Convert the lines below, from the line with "Return one point per instance of the wooden" up to and including the line with "x=566 y=400", into a JSON list of strings with one string per line, omitting any blank lines.

→ Material for the task
=====
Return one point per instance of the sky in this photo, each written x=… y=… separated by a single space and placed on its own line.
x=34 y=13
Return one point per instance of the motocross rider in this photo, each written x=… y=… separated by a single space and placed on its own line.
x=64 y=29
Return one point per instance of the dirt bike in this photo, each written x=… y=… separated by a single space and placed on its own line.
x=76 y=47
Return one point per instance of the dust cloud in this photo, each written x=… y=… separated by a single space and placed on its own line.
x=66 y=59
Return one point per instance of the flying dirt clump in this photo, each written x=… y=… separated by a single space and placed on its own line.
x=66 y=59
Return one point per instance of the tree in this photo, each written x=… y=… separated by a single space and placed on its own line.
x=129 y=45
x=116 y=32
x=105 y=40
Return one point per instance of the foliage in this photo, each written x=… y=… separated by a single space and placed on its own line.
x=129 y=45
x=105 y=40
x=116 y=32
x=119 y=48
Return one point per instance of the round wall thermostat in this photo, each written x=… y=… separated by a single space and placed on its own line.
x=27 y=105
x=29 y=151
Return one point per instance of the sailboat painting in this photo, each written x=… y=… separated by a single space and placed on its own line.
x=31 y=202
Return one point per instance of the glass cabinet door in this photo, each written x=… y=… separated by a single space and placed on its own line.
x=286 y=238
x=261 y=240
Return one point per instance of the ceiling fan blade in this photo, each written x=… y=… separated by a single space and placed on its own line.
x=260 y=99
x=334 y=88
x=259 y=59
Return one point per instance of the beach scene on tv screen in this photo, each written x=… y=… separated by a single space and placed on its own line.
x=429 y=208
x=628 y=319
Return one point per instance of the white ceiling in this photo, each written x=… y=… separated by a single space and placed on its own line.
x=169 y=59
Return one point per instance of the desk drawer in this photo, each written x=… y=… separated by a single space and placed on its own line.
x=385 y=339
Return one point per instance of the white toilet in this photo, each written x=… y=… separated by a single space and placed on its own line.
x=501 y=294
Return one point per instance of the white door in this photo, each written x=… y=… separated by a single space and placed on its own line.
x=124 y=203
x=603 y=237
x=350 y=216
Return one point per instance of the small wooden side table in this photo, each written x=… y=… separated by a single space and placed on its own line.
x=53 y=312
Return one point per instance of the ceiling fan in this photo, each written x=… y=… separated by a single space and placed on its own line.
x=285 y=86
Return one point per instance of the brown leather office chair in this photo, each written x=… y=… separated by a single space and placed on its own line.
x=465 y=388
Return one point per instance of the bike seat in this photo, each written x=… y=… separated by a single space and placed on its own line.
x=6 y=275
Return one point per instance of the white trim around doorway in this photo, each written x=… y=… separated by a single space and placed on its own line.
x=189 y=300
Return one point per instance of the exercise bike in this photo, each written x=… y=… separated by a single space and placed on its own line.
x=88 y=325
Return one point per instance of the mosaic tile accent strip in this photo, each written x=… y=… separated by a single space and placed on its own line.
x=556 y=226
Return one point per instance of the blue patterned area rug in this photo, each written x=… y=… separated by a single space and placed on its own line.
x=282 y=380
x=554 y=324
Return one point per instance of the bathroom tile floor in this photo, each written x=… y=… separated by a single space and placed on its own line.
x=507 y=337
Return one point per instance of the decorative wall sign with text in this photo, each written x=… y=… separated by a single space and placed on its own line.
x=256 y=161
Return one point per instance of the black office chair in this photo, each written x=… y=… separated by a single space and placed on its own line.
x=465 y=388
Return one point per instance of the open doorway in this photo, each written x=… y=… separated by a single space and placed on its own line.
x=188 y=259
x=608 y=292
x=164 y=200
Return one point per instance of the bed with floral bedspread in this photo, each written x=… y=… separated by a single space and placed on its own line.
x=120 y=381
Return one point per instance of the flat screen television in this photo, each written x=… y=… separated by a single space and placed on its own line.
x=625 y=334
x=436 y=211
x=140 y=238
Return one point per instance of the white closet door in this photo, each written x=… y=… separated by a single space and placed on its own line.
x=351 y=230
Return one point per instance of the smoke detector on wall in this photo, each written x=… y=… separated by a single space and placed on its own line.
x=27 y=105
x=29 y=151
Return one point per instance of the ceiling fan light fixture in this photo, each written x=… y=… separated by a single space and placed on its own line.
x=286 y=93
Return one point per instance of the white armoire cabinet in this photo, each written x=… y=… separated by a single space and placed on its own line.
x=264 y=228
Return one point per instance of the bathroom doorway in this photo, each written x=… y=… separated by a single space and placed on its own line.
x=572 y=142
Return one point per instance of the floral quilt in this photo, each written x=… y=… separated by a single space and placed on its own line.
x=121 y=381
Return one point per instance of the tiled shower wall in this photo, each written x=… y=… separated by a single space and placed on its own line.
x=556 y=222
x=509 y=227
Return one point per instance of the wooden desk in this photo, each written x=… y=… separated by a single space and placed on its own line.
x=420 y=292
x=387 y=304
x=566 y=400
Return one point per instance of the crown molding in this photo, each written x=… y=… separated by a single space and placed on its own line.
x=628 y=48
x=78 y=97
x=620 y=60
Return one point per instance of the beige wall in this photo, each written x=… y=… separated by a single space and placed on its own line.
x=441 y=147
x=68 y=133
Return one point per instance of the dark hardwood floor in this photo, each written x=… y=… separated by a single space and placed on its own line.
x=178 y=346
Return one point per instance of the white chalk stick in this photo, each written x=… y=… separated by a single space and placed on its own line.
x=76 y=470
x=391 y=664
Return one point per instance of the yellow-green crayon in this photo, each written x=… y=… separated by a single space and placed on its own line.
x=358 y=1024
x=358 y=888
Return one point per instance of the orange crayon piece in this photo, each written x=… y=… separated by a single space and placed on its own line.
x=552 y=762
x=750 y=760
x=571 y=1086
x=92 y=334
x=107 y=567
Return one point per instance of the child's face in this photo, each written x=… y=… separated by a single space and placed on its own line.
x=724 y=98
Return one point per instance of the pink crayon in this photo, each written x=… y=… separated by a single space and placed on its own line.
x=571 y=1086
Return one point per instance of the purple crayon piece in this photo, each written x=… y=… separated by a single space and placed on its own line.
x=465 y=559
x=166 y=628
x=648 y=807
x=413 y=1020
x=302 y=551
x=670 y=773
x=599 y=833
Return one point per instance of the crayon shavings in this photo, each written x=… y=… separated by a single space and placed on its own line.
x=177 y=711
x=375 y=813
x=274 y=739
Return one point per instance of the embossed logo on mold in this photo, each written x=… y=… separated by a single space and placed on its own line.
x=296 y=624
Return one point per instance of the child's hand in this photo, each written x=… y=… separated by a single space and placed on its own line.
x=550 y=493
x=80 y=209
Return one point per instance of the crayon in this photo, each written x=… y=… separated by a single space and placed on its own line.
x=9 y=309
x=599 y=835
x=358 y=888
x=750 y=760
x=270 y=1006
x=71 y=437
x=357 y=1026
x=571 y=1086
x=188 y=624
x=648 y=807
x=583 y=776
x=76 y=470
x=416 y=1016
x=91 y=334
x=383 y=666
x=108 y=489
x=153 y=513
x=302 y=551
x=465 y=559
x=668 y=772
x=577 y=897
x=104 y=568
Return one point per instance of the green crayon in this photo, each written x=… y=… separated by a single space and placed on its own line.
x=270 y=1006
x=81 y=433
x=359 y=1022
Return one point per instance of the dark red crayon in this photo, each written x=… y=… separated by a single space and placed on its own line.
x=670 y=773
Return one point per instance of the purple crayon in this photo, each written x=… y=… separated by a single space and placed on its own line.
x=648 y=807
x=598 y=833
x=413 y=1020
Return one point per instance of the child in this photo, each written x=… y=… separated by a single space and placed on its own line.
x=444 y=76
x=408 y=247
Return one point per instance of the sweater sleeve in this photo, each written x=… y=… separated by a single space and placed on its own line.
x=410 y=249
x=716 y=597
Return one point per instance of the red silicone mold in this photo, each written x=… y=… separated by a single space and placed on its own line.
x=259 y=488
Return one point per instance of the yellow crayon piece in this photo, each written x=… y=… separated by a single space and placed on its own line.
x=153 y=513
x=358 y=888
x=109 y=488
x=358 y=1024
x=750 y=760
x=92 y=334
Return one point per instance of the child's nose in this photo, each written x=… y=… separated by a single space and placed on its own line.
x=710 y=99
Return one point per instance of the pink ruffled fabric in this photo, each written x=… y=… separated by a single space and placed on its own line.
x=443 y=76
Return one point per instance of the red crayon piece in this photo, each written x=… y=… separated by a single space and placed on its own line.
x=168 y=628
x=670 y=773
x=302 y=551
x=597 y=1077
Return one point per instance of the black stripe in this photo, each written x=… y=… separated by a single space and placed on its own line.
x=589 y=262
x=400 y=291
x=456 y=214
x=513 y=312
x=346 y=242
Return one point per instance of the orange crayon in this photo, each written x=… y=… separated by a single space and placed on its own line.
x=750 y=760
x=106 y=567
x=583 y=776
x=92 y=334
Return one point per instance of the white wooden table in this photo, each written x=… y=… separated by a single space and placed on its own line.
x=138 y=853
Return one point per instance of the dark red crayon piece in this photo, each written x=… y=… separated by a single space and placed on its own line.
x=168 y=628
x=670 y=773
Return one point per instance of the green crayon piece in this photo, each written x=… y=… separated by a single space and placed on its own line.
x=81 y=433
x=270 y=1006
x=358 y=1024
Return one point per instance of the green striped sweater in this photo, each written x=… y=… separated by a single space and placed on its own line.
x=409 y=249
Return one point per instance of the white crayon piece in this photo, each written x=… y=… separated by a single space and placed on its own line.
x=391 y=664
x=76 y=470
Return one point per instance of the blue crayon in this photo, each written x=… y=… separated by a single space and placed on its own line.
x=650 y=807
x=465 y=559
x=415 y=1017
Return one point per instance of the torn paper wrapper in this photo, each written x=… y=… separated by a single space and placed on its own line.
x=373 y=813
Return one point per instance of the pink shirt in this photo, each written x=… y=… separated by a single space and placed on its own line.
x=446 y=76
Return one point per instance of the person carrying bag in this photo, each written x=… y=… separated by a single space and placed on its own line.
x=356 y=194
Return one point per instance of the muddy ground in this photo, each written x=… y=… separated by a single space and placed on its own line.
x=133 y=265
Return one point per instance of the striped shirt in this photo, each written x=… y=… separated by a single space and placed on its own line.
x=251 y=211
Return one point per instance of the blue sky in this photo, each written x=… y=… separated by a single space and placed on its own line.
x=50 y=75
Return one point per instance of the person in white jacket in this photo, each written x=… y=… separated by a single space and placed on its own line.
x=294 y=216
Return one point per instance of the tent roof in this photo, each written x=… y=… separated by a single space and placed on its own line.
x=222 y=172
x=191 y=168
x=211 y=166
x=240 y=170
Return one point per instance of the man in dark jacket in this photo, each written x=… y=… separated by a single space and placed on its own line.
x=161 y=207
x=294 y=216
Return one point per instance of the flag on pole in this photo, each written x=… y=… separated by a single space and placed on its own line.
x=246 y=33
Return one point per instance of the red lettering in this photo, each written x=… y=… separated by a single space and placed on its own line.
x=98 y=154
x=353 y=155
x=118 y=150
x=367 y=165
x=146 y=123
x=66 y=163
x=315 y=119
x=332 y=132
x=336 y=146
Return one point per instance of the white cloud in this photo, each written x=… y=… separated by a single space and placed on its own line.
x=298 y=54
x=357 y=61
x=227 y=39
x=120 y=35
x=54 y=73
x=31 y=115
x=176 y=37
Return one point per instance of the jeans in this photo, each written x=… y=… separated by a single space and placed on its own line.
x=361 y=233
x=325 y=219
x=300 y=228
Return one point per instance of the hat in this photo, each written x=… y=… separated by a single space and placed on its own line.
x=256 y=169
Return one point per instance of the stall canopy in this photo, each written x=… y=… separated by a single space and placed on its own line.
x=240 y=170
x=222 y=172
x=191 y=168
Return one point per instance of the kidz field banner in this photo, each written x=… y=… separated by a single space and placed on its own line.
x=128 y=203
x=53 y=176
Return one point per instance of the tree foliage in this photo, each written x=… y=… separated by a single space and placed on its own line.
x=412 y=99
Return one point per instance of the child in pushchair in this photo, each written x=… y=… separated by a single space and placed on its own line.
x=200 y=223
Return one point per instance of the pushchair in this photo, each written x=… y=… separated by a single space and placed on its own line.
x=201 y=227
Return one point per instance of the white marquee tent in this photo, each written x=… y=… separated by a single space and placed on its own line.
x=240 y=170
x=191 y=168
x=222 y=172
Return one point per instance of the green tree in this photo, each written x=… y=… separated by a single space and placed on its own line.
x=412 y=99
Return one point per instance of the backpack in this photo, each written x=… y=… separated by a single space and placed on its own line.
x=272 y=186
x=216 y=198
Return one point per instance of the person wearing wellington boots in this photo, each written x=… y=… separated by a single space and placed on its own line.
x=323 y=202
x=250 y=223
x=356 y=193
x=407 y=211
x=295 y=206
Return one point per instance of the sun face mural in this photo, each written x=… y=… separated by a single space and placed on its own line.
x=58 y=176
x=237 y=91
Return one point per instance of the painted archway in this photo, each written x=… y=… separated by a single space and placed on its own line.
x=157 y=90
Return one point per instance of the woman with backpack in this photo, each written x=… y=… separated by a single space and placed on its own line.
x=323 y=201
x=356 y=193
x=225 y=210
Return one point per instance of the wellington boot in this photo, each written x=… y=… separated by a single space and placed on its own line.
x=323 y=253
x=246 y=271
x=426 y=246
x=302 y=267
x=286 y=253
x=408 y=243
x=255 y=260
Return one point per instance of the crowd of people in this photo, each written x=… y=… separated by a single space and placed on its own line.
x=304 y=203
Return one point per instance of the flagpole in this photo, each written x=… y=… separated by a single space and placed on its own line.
=====
→ Completed exercise
[
  "Return one point per instance of the wooden desk in this photo, each written x=… y=… separated by a single space and placed on its own line.",
  "x=420 y=292",
  "x=387 y=304",
  "x=566 y=400"
]